**REGISTROS DO CONJUNTO**
+ + + + + + +

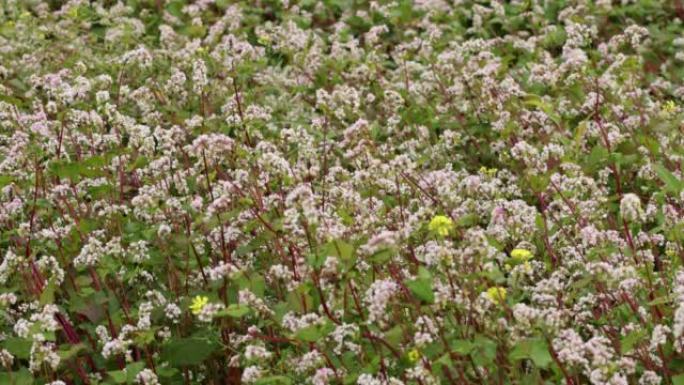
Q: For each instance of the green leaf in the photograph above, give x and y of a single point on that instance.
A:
(188, 351)
(313, 333)
(19, 347)
(628, 342)
(20, 377)
(421, 288)
(535, 349)
(462, 347)
(678, 379)
(132, 371)
(234, 310)
(118, 376)
(274, 380)
(672, 184)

+ + + + + + +

**INSTRUÇÕES DO EXERCÍCIO**
Reescreva todas as linhas dos registros acima, pedidos inclusive, e desloque cada ponto das respostas somando 100 às coordenadas x e y. Deixe as imagens de fora.

**RESULTADO**
Q: For each instance of the green leaf in the photograph above, give x and y of a single point on that instance.
A:
(288, 451)
(413, 433)
(119, 447)
(728, 442)
(120, 477)
(521, 388)
(635, 449)
(562, 447)
(778, 479)
(232, 471)
(334, 410)
(218, 476)
(374, 480)
(772, 284)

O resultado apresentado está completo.